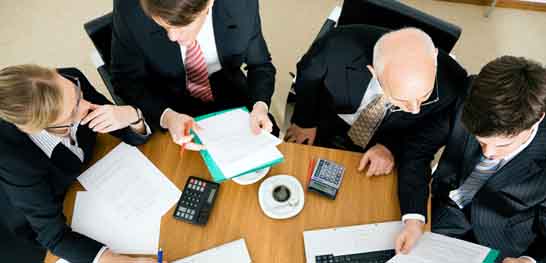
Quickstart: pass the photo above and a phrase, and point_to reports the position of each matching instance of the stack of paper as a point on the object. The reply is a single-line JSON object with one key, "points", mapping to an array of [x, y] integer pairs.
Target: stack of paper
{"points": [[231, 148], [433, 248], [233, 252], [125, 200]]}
...
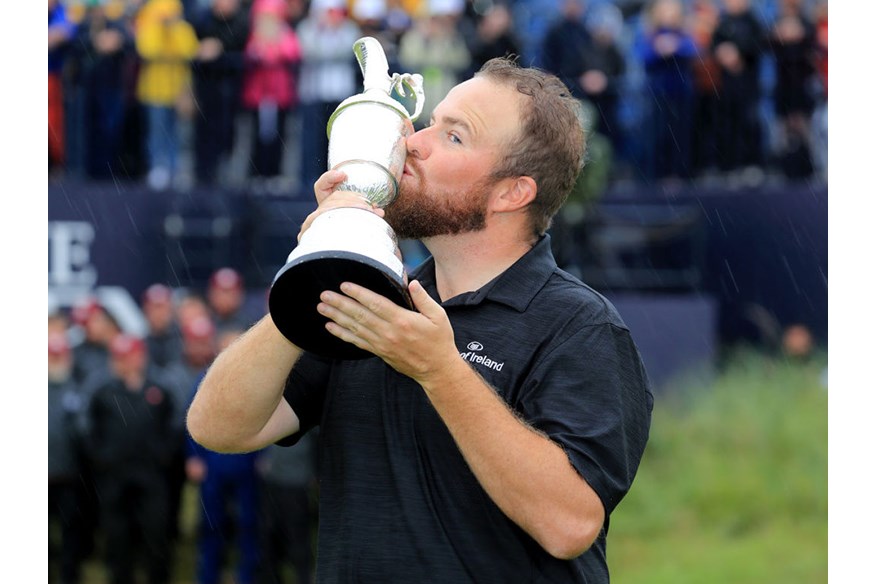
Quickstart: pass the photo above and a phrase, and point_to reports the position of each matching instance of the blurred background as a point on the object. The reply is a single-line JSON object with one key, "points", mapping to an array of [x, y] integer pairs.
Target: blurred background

_Challenge_. Print the lines of the items from the line that contains "of the blurred" through the line that contains "Target: blurred background", including both of those lines.

_Completed task_.
Quickstart: pass the photo above and a phrase, and point_to reports the position of each matching instance of the blurred background as a point on the object. The reply is a single-line JSON object with one key, "points", mapping to an array of [x, y] integer pairs.
Target: blurred background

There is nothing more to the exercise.